**What needs to be done**
Pictures do not belong in the copy; quote every entry below exactly.

━━━ Source records

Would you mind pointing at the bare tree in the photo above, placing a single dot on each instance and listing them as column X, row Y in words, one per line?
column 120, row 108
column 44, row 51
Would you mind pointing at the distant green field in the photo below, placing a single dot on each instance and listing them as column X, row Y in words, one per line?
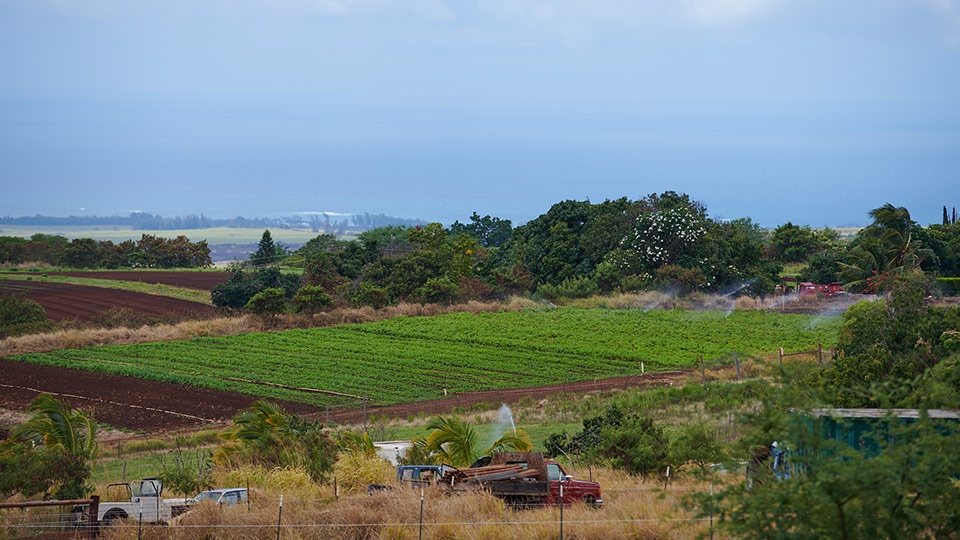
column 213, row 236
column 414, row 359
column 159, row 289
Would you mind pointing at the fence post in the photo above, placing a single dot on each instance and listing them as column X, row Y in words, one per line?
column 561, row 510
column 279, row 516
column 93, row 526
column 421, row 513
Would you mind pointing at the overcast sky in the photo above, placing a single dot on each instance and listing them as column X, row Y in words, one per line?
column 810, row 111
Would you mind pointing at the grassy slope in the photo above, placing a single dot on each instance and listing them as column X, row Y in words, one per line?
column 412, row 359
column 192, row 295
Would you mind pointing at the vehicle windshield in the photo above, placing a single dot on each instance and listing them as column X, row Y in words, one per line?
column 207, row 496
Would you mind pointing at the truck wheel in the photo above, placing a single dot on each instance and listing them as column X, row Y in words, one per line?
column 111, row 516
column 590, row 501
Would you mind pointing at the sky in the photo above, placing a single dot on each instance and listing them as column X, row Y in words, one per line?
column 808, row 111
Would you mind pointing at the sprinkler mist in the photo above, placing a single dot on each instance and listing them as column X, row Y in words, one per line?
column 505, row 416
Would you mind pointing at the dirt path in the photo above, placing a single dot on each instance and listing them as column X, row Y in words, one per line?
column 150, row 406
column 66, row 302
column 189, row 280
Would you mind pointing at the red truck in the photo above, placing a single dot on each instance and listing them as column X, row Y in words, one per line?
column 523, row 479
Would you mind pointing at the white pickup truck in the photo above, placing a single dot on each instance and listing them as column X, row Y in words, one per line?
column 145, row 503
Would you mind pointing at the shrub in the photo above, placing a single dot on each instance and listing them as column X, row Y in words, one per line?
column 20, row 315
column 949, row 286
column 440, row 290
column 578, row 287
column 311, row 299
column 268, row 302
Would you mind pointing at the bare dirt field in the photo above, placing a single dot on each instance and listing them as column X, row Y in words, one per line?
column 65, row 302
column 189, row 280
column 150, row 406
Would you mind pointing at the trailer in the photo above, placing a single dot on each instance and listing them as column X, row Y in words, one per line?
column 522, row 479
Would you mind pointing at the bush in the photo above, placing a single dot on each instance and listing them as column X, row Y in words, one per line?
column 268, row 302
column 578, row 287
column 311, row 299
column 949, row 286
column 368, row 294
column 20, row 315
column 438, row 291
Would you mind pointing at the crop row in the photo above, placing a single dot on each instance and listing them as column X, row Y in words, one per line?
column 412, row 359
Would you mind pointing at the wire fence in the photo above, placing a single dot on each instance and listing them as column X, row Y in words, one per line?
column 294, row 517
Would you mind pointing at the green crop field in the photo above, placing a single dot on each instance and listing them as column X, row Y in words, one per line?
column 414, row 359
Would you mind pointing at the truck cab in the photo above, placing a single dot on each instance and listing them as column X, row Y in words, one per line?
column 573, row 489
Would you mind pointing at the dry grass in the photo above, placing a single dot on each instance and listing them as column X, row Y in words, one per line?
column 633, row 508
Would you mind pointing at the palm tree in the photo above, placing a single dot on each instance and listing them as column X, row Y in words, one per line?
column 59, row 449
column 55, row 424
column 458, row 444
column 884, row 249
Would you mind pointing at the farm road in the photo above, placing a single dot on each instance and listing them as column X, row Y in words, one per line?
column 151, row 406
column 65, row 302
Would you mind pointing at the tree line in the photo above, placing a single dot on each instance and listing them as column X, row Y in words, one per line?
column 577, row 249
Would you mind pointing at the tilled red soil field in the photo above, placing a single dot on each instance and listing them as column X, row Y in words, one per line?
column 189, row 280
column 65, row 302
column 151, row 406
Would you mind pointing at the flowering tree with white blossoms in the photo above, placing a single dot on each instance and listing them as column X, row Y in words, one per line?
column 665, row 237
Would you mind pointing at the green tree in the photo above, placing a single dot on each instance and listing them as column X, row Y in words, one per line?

━━━━━━

**Written response**
Would you mind pointing at the bare tree in the photo above, placing a single dot on each instance and listing them as column X, row Y in words, one per line?
column 120, row 108
column 44, row 51
Would you mind pointing at the distant green field in the photo below, placing a single dot on each instance and listing them as column X, row Y in words, one per line?
column 213, row 236
column 414, row 359
column 159, row 289
Would you mind pointing at the fence post in the photo above, placing a single dot on each instance and listing them as column X, row Y in words, one per line?
column 561, row 510
column 279, row 516
column 93, row 526
column 421, row 513
Would you mind pointing at the overcast sky in the photo above, placing a single dot on each instance and listing them as column X, row Y in words, one per line?
column 810, row 111
Would you mind pointing at the grassy slope in the photo above, placing a single dot on each instance and listing them as column X, row Y in words, one per line?
column 412, row 359
column 192, row 295
Would you mind pointing at the vehicle windshield in the photo above, placing a single dot on each instance and listing them as column X, row Y in words, one per line?
column 207, row 496
Would you mind pointing at the truck wheel in the photo above, placing a single dot on each instance and listing them as column X, row Y in words, one per line?
column 111, row 516
column 590, row 501
Would you mind pointing at the sky in the photo above, placing a single dot on each instance and listing them as column X, row Y in words, one per line?
column 808, row 111
Would you mind pointing at the sprinkler mist in the photo above, placing a single dot on each instance and listing them as column X, row Y in words, one per line?
column 505, row 416
Would you mind pointing at the dirt path in the photo above, placing a single dot on each instance and listing them as column X, row Y in words, one per line?
column 150, row 406
column 66, row 302
column 189, row 280
Would you mind pointing at the red truck in the photo above, placing a single dot on each instance and listing them as column X, row Y in words, one per line?
column 523, row 479
Would you mind pointing at the white pickup truck in the photo above, placing a single dot on each instance and listing them as column X, row Y in words, one per line?
column 145, row 503
Would you mind pointing at the shrub in the photo above, placing a single dot on each instance and listing them as column X, row Y in words, one per line?
column 20, row 315
column 949, row 286
column 440, row 290
column 578, row 287
column 311, row 299
column 268, row 302
Would you mind pointing at the bare dirt field in the photo above, placing a single dot on each instance and listing them as column X, row Y in words, one per line?
column 65, row 302
column 189, row 280
column 150, row 406
Would you mind pointing at the trailer in the photo above, placing a single dot on each instance and listing them as column X, row Y in words, one per line?
column 522, row 479
Would you mind pointing at the bush in the photo above, placing a single dot on each instance and listing them as column X, row Y in words, one per line?
column 268, row 302
column 578, row 287
column 311, row 299
column 949, row 286
column 368, row 294
column 20, row 315
column 438, row 291
Would you mind pointing at the crop row in the photo above, placing a single dot on each instance and listing them as column X, row Y in words, one per line?
column 412, row 359
Would you mind pointing at the wire fence in the photo above, placing a single dot on each instance and listing them as column X, row Y in words, one per line?
column 294, row 517
Would you mind pointing at the green crop field in the photo above, placing a single dot on each instance and listing them as column X, row Y in words, one per line?
column 414, row 359
Would you mind pointing at the truck cab in the photo above, placing a single dot on each instance and listing them as column X, row Y in words, one per line?
column 573, row 489
Would you mind pointing at the dry grass in the photo above, placing a single dot on each instance and listing them as column X, row Y in words, one per line?
column 633, row 508
Would you mind pointing at the palm tree in the photo above, placing a single dot on each instance and listing them as column X, row Y in words, one per line?
column 59, row 449
column 55, row 424
column 458, row 444
column 884, row 249
Would you mind pointing at the farm road in the photo above, placing a single dot on each instance and listing them as column X, row Y in words, one per line?
column 151, row 406
column 65, row 302
Would you mind pointing at the tree line in the photo above, placing a single dot on each instance and listing them as column X, row Y in words, one per line?
column 577, row 249
Would you mind pointing at the tilled red soil field in the photo above, placing a single dot on each instance and listing them as column X, row Y in words, one per line?
column 189, row 280
column 65, row 302
column 151, row 406
Would you mind pointing at the flowering tree with white blossoms in the photo above, placing a single dot on each instance and listing them as column X, row Y in words, one per line?
column 665, row 237
Would you mind pointing at the green tree in the photo above, placing a single dot on each instance and listing them as column X, row Y in words, one per line?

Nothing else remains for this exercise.